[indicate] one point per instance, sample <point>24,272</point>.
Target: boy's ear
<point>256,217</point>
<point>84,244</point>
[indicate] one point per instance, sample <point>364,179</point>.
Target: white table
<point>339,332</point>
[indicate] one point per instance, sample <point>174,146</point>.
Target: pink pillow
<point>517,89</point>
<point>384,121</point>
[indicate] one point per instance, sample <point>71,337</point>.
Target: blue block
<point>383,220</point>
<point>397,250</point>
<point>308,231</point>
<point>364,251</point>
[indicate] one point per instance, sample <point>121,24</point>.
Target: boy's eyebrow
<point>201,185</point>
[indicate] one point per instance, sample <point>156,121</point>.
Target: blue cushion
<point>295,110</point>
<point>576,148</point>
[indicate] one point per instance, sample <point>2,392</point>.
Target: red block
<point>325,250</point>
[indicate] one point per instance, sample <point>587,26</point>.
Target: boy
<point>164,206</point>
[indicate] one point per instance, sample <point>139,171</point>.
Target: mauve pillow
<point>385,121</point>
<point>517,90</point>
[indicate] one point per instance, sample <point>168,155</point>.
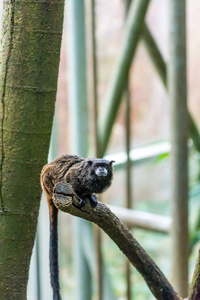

### What you will do
Leave out the pictures and give the rest of the records again exactly.

### Problem solution
[indicate] one point per instance, sample <point>24,272</point>.
Target: boy's ear
<point>256,217</point>
<point>84,244</point>
[indicate] one point per instance, sample <point>364,179</point>.
Target: white table
<point>339,332</point>
[indicate] one point per instance, sample <point>174,146</point>.
Target: pink pillow
<point>517,89</point>
<point>384,121</point>
[indicate] one point per instance, sample <point>71,337</point>.
Target: blue block
<point>383,220</point>
<point>397,250</point>
<point>308,231</point>
<point>364,251</point>
[indicate] one point per instance, sample <point>121,24</point>.
Target: boy's eyebrow
<point>201,185</point>
[indicate] one point per instance, sample <point>156,121</point>.
Target: blue cushion
<point>295,110</point>
<point>576,148</point>
[indicate] one point per instance, sample <point>2,392</point>.
Target: red block
<point>325,250</point>
[indicate] one point per instance, sample <point>587,26</point>.
Target: boy
<point>164,206</point>
[indicate] one point per instance, sample <point>139,171</point>.
Target: mauve pillow
<point>385,121</point>
<point>517,90</point>
[indicate] one point per instance, sample <point>168,155</point>.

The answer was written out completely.